> [EXERCISE TASK]:
Rewrite the records from the line containing "Challenge: find every instance of grass" through the line containing "[0, 0, 443, 106]", changing every "Challenge" to "Task" and leaving all else as it is. Give back only those lines.

> [SUPPLIED DATA]:
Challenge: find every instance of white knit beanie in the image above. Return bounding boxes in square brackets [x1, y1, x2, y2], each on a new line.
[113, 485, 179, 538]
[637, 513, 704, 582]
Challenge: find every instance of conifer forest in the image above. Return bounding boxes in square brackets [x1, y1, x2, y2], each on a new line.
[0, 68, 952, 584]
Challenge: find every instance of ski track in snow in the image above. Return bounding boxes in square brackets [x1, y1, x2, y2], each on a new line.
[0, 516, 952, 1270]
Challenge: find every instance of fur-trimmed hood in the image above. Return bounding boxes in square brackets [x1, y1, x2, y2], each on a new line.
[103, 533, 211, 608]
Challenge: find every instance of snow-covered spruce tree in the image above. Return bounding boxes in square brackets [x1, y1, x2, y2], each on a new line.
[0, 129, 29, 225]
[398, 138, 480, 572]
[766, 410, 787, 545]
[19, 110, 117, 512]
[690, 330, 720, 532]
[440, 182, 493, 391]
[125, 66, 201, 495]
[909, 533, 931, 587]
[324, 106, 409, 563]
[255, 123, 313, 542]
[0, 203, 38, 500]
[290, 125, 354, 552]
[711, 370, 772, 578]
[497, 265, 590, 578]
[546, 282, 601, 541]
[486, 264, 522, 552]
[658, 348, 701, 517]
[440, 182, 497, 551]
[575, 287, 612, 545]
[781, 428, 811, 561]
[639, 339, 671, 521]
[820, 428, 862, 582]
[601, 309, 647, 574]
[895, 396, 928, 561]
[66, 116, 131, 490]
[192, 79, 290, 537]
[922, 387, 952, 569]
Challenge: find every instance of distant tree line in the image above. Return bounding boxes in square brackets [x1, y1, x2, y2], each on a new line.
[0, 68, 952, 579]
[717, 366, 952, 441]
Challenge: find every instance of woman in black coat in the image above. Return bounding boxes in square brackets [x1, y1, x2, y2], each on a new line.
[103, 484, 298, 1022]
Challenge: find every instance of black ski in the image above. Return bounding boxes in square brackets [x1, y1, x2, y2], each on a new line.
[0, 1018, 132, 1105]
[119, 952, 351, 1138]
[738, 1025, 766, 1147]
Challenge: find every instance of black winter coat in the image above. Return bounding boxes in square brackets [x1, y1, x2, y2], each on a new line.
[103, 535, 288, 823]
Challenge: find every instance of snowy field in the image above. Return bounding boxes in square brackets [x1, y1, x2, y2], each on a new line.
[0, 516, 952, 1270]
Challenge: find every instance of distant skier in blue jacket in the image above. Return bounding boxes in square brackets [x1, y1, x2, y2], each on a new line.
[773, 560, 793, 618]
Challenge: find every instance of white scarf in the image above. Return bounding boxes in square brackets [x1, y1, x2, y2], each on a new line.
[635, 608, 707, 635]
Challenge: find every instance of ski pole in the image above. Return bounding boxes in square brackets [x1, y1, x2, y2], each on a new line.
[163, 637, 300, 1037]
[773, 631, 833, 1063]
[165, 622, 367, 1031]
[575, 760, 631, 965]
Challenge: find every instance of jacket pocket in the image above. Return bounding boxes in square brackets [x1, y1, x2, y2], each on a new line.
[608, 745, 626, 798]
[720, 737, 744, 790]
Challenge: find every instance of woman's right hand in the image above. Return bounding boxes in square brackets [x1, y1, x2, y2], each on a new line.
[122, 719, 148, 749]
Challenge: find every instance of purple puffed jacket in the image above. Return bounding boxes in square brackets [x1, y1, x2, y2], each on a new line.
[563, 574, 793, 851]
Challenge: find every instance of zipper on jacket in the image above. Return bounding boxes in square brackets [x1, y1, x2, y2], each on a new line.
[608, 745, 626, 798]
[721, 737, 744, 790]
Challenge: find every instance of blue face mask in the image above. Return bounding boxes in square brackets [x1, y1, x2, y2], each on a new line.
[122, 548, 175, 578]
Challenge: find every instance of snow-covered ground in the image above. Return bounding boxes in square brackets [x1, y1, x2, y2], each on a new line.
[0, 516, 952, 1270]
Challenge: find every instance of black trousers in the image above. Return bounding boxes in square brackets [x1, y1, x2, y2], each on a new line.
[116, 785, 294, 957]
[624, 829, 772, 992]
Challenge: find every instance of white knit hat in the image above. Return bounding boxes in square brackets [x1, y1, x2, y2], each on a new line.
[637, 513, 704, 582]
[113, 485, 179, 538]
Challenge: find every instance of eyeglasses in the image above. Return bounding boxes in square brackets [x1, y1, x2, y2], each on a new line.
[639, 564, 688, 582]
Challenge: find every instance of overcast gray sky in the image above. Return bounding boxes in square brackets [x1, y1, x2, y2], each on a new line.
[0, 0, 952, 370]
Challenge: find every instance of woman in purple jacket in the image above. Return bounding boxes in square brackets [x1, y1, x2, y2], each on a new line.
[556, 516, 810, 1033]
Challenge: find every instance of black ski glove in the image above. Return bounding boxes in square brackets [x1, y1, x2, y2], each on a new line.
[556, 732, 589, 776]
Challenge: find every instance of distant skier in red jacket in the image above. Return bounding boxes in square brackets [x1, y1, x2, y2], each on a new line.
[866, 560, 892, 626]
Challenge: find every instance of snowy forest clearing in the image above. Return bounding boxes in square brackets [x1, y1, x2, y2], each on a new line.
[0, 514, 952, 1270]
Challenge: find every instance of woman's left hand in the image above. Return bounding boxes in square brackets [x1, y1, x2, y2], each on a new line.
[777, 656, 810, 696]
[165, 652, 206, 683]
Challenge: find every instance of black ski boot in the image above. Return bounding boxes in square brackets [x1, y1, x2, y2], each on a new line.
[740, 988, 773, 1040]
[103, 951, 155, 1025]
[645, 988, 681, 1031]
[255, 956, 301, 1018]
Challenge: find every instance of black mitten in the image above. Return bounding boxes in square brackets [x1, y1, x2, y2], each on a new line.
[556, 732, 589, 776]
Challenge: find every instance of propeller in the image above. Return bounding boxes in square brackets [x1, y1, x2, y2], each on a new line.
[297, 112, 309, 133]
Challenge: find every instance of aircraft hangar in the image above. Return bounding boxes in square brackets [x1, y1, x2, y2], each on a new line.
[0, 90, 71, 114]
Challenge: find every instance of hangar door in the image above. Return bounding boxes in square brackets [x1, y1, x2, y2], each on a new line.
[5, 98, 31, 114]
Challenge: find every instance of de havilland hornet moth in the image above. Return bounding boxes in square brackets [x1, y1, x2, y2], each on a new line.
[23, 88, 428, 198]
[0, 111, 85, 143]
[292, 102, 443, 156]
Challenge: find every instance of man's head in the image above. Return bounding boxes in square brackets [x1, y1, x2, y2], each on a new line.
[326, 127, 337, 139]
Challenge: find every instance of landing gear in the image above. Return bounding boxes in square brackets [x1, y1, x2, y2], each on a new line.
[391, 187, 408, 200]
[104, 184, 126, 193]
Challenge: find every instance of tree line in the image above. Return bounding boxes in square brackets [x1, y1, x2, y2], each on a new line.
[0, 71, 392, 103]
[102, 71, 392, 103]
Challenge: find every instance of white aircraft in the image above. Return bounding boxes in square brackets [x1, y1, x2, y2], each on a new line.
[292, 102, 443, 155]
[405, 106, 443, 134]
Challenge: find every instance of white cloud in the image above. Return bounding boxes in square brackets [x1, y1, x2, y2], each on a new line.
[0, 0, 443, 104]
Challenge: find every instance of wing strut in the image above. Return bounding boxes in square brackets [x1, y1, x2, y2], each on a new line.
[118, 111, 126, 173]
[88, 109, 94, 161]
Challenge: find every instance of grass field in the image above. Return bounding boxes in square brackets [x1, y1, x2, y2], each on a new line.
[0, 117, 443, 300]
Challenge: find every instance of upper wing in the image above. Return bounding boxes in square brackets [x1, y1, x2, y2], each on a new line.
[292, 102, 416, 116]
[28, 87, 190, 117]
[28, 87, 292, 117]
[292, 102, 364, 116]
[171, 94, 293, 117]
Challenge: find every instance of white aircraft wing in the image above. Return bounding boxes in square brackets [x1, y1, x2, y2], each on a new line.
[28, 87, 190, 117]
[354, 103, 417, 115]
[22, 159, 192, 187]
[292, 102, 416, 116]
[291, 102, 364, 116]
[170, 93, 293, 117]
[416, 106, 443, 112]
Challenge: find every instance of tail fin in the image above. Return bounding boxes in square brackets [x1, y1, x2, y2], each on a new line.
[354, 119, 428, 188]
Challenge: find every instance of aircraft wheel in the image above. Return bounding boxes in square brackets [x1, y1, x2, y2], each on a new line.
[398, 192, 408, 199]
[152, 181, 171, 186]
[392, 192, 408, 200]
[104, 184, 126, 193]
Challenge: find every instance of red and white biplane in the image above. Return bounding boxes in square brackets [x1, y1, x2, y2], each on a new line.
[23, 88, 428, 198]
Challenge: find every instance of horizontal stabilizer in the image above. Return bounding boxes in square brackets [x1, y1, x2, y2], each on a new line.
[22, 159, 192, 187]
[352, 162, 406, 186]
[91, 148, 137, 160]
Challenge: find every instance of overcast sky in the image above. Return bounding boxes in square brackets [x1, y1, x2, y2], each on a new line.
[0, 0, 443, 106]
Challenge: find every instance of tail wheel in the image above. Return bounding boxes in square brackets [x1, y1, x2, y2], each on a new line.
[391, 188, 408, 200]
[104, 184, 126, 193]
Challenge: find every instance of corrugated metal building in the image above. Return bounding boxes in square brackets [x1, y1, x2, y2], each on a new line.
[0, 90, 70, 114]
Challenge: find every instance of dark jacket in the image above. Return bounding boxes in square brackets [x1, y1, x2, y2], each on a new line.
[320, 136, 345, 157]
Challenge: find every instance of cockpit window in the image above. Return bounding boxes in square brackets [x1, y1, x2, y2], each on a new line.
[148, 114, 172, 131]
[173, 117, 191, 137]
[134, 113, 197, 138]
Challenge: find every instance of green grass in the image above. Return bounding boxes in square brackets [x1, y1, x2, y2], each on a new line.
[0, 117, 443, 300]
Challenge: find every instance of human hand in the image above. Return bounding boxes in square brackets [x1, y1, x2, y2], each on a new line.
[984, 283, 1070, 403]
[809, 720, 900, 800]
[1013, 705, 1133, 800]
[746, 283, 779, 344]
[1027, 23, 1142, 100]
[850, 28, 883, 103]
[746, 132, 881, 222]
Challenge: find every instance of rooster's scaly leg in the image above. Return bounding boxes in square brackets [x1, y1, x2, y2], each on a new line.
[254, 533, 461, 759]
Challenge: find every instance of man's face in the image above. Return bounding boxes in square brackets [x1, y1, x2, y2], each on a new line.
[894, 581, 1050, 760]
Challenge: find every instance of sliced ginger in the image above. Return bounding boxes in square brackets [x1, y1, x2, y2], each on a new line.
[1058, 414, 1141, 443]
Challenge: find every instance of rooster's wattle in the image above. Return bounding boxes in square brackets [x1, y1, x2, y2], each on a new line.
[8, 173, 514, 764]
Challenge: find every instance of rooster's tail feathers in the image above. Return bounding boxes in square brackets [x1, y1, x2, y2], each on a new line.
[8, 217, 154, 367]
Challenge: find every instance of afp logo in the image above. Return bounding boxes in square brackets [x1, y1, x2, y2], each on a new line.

> [CORRECT ANSWER]:
Task: find every instance of grass field in the image above. Return bounding boxes in square brackets [x1, y1, x2, y2], each on a new line.
[0, 117, 443, 300]
Task: find every instance of upper wing in the image above. Return bounding boxes in square brackets [x1, y1, x2, y2], each on a new line.
[292, 102, 416, 116]
[28, 87, 190, 117]
[28, 87, 292, 117]
[292, 102, 364, 116]
[171, 94, 293, 117]
Task: find every instance of white aircraft wing in the image above. Return bounding boxes in square brackets [x1, y1, x2, y2], each on a new line.
[28, 87, 190, 117]
[354, 103, 417, 115]
[22, 159, 192, 187]
[292, 102, 416, 116]
[291, 102, 364, 116]
[170, 93, 293, 117]
[416, 106, 443, 112]
Task: find every instance of tail fin in the image above. Return bounding boxes in square brackets [x1, y1, x2, y2], each on a new line.
[354, 119, 428, 188]
Task: find every instance of aircraft wheel in the image above. Return bounding boxes in square brackets [x1, y1, x2, y2], each on a new line.
[398, 192, 408, 199]
[152, 181, 171, 186]
[392, 192, 408, 200]
[104, 184, 126, 193]
Task: find every instance of red and white biplane in the image above. Return bounding boxes in square brackets [x1, y1, x2, y2], each on a new line.
[23, 88, 428, 198]
Task: find every instance of horizontal stabilizer in the image above. Return bounding boxes in square brackets [x1, y1, x2, y2], each on a new line.
[22, 159, 192, 187]
[352, 162, 406, 186]
[91, 148, 137, 160]
Task: find every instance of overcast sky in the image above. Return bounding boxes in square brackets [x1, y1, x2, y2], each on a new line.
[0, 0, 443, 106]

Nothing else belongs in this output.